Task statement>
Copy all of the entries below, substituting "marker" for each occurrence of "keypoint" and leaving everything else unchanged.
================
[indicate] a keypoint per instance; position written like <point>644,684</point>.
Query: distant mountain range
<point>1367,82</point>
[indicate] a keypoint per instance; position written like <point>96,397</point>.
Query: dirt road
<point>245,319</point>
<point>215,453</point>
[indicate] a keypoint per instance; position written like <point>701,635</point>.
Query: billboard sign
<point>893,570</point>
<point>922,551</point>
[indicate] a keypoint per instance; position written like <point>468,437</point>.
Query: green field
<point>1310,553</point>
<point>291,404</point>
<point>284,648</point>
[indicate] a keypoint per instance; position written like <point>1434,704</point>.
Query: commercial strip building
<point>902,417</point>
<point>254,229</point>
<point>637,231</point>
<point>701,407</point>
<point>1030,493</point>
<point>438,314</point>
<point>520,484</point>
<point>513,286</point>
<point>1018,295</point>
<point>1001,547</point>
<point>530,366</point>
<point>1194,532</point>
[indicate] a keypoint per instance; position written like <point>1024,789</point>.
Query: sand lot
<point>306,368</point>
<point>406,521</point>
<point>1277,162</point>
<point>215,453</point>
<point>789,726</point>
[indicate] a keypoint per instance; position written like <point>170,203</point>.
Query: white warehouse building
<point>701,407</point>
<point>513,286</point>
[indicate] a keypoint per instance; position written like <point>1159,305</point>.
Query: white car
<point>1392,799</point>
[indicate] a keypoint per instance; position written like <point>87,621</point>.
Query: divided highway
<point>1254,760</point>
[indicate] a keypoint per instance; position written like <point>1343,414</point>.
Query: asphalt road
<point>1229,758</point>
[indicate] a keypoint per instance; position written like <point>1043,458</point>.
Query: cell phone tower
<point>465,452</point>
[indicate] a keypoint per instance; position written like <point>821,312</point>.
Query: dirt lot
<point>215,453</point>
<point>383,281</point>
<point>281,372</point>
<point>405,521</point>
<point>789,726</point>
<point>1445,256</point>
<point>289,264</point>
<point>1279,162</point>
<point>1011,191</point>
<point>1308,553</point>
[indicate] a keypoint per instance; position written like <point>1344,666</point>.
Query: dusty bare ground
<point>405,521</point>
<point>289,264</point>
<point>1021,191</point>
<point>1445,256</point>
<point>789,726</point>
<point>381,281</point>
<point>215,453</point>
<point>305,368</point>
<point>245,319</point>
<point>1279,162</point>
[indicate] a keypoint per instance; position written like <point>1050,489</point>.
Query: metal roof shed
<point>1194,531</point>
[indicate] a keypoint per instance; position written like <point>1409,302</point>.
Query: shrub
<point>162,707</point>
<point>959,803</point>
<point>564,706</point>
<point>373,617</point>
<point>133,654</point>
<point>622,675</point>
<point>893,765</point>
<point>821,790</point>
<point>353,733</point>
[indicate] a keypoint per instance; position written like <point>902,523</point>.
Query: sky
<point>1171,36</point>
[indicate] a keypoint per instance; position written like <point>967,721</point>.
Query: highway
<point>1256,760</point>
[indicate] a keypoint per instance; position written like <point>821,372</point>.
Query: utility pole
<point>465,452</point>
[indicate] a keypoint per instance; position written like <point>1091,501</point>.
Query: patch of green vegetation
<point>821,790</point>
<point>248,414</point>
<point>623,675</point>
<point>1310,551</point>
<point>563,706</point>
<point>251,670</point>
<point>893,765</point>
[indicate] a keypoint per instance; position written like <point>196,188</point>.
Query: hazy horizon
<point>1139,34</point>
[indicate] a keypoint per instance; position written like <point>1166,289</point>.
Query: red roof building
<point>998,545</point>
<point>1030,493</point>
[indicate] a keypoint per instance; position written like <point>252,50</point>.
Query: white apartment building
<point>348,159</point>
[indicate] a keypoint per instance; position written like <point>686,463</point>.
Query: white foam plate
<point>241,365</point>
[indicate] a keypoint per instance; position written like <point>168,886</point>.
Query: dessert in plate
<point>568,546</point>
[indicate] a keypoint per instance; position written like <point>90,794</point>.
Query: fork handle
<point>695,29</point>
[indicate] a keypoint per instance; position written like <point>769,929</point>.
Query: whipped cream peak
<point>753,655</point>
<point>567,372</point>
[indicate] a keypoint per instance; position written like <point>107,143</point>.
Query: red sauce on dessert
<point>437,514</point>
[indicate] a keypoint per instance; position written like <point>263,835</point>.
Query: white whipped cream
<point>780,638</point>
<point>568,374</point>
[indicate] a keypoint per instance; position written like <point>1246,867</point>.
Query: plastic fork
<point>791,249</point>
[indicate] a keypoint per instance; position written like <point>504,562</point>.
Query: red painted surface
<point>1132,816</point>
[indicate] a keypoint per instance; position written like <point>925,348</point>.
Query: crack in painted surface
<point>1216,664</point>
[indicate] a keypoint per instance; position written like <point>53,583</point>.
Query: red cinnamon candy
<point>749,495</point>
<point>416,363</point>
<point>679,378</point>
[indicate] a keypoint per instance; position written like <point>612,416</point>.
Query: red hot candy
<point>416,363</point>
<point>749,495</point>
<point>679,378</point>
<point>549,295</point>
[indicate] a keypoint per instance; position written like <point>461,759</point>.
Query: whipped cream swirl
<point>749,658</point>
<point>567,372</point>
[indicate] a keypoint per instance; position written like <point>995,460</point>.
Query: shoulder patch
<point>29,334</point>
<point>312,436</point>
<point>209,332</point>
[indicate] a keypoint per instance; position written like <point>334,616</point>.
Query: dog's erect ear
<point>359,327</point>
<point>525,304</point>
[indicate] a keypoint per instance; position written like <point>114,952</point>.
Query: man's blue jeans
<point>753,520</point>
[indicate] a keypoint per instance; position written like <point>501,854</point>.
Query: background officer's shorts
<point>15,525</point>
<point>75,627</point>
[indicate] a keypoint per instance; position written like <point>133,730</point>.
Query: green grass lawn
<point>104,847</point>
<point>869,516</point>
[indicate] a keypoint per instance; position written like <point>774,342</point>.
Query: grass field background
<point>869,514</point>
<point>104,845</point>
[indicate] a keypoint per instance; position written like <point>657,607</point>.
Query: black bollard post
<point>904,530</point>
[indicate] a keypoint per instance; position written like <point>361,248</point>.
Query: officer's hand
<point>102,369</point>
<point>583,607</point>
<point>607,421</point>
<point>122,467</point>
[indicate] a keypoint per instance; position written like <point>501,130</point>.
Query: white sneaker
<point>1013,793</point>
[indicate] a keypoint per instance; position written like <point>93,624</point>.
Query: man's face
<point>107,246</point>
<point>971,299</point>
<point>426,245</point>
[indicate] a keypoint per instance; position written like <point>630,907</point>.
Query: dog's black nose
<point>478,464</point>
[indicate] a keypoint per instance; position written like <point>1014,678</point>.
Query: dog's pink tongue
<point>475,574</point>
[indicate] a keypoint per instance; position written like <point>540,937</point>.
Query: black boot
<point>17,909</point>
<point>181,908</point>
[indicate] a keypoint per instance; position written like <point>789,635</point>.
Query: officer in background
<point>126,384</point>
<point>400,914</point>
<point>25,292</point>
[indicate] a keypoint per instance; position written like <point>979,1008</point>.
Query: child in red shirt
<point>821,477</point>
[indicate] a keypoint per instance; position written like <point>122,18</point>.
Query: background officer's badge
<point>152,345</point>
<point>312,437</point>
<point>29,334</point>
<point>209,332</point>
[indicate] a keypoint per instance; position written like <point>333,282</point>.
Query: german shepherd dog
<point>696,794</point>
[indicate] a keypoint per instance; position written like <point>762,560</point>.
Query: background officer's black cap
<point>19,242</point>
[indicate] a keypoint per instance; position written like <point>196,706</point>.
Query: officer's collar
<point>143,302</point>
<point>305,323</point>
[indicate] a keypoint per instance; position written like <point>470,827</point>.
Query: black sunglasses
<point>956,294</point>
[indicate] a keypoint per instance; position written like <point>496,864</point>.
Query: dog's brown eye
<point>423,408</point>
================
Task output>
[indicate] a marker per instance; position written like <point>644,684</point>.
Query: distant mountain range
<point>1367,82</point>
[indicate] a marker per instance; position written like <point>96,397</point>.
Query: dirt road
<point>245,319</point>
<point>215,453</point>
[indicate] a marker per instance; position written like <point>701,635</point>.
Query: billboard sign
<point>893,570</point>
<point>922,551</point>
[indicate] a marker per instance; position written like <point>468,437</point>.
Query: green field
<point>1310,553</point>
<point>291,404</point>
<point>284,648</point>
[indicate] a marker per instance; position written like <point>1434,704</point>.
Query: commercial strip building
<point>902,417</point>
<point>254,229</point>
<point>637,231</point>
<point>701,407</point>
<point>1030,493</point>
<point>438,314</point>
<point>520,484</point>
<point>513,286</point>
<point>1018,295</point>
<point>1001,547</point>
<point>530,366</point>
<point>1194,532</point>
[indicate] a marker per instance; position written like <point>1024,789</point>.
Query: sand lot
<point>306,368</point>
<point>406,521</point>
<point>1277,162</point>
<point>215,453</point>
<point>789,726</point>
[indicate] a marker per instance; position written like <point>170,203</point>.
Query: white warehouse building
<point>701,407</point>
<point>513,286</point>
[indicate] a marker per instance; position written like <point>1159,305</point>.
Query: white car
<point>1392,799</point>
[indicate] a marker per instance; position written like <point>87,621</point>.
Query: divided highway
<point>1254,760</point>
[indicate] a marker per instance; position written like <point>1343,414</point>.
Query: asphalt road
<point>1229,758</point>
[indicate] a marker per instance; position written like <point>1043,458</point>.
Query: cell phone tower
<point>465,452</point>
[indicate] a marker per instance; position written like <point>821,312</point>.
Query: dirt lot
<point>215,453</point>
<point>383,281</point>
<point>281,372</point>
<point>405,521</point>
<point>789,726</point>
<point>1445,256</point>
<point>289,264</point>
<point>1279,162</point>
<point>1011,191</point>
<point>1308,553</point>
[indicate] a marker per instance; position written like <point>1344,666</point>.
Query: dusty bare ground
<point>405,521</point>
<point>289,264</point>
<point>1021,191</point>
<point>1445,256</point>
<point>789,726</point>
<point>381,281</point>
<point>215,453</point>
<point>305,368</point>
<point>245,319</point>
<point>1279,162</point>
[indicate] a marker per instance; position written like <point>1050,489</point>.
Query: metal roof shed
<point>1194,531</point>
[indicate] a marker per instance; position written like <point>1409,302</point>.
Query: shrub
<point>162,707</point>
<point>959,803</point>
<point>564,706</point>
<point>373,617</point>
<point>133,654</point>
<point>622,675</point>
<point>893,765</point>
<point>821,790</point>
<point>353,733</point>
[indicate] a marker per instance; position written like <point>902,523</point>.
Query: sky
<point>1171,36</point>
[indicate] a marker per instance; position written like <point>967,721</point>.
Query: highway
<point>1256,760</point>
[indicate] a marker per instance; position written like <point>821,372</point>.
Query: utility pole
<point>465,452</point>
[indicate] a marker per instance; position written like <point>1091,501</point>.
Query: patch of green vegetation
<point>821,790</point>
<point>248,414</point>
<point>623,675</point>
<point>1310,551</point>
<point>563,706</point>
<point>251,670</point>
<point>893,765</point>
[indicate] a marker per instance; position written like <point>196,188</point>.
Query: hazy horizon
<point>1139,34</point>
[indicate] a marker per instance; position written like <point>1166,289</point>.
Query: red roof building
<point>998,545</point>
<point>1030,493</point>
[indicate] a marker per instance; position written like <point>252,50</point>.
Query: white apartment building
<point>348,159</point>
[indicate] a marker per instance; position written like <point>686,463</point>.
Query: white foam plate
<point>241,365</point>
[indicate] a marker per instance; position written like <point>168,886</point>.
Query: dessert in plate
<point>568,546</point>
[indicate] a marker per instance; position written like <point>90,794</point>.
Query: fork handle
<point>695,29</point>
[indicate] a marker per instance; position written like <point>769,929</point>.
Query: whipped cream peak
<point>753,655</point>
<point>567,372</point>
[indicate] a marker per instance; position written like <point>107,143</point>.
Query: red sauce on dessert
<point>437,514</point>
[indicate] a marker per instance; position written like <point>263,835</point>.
Query: white whipped cream
<point>780,638</point>
<point>568,374</point>
[indicate] a marker per instance; position written like <point>1246,867</point>.
Query: plastic fork
<point>791,249</point>
[indicate] a marker per instance; position written like <point>504,562</point>.
Query: red painted surface
<point>1132,816</point>
[indicate] a marker per instance; position written like <point>925,348</point>.
Query: crack in painted surface
<point>1216,664</point>
[indicate] a marker per instance; position written like <point>53,583</point>.
Query: red cinnamon candy
<point>749,495</point>
<point>416,363</point>
<point>679,378</point>
[indicate] a marker per instance; position written like <point>612,416</point>.
Query: red hot candy
<point>416,363</point>
<point>749,495</point>
<point>679,378</point>
<point>549,295</point>
[indicate] a marker per instance; position written like <point>461,759</point>.
Query: whipped cream swirl
<point>749,658</point>
<point>567,372</point>
[indicate] a marker per instance; position written like <point>995,460</point>.
Query: shoulder patch
<point>29,334</point>
<point>312,436</point>
<point>209,332</point>
[indicate] a marker per instance; position written like <point>334,616</point>.
Query: dog's erect ear
<point>359,327</point>
<point>525,304</point>
[indicate] a marker per instance; position written like <point>114,952</point>.
Query: man's blue jeans
<point>753,520</point>
[indicate] a marker per instance; position written like <point>501,854</point>.
Query: background officer's shorts
<point>15,525</point>
<point>75,627</point>
[indicate] a marker per instance; position written like <point>133,730</point>.
Query: green grass lawn
<point>104,847</point>
<point>869,516</point>
[indicate] a marker per instance; position written like <point>774,342</point>.
Query: grass field background
<point>869,514</point>
<point>104,845</point>
[indicate] a marker per instance; position written like <point>657,607</point>.
Query: black bollard post
<point>904,530</point>
[indicate] a marker per instance; position written like <point>361,248</point>.
Query: officer's hand
<point>102,369</point>
<point>583,607</point>
<point>607,421</point>
<point>122,467</point>
[indicate] a marker per instance; position written like <point>501,130</point>.
Query: white sneaker
<point>1013,793</point>
[indicate] a marker per instance; position written like <point>93,624</point>.
Query: man's face
<point>107,246</point>
<point>971,299</point>
<point>426,245</point>
[indicate] a marker per instance; position written like <point>630,907</point>.
Query: dog's black nose
<point>478,464</point>
[indicate] a marker per instance; position written like <point>1014,678</point>.
Query: dog's pink tongue
<point>475,574</point>
[indicate] a marker per instance; position written like <point>540,937</point>.
Query: black boot
<point>17,909</point>
<point>181,908</point>
[indicate] a marker per instance; position written like <point>789,635</point>.
Query: officer in background
<point>126,384</point>
<point>400,914</point>
<point>25,292</point>
[indicate] a marker per instance; position written like <point>979,1008</point>.
Query: child in red shirt
<point>821,477</point>
[indicate] a marker per instance; position written like <point>122,18</point>.
Query: background officer's badge
<point>152,345</point>
<point>312,437</point>
<point>29,334</point>
<point>209,332</point>
[indicate] a marker per instance; position written like <point>333,282</point>.
Query: german shepherd dog
<point>696,794</point>
[indicate] a marker per instance; position written like <point>762,560</point>.
Query: background officer's black cap
<point>19,242</point>
[indicate] a marker per instance; position written like <point>196,706</point>.
Query: officer's collar
<point>143,302</point>
<point>305,323</point>
[indicate] a marker per instance; position written like <point>470,827</point>.
Query: black sunglasses
<point>956,294</point>
[indicate] a marker per instance; position written like <point>496,864</point>.
Query: dog's brown eye
<point>423,408</point>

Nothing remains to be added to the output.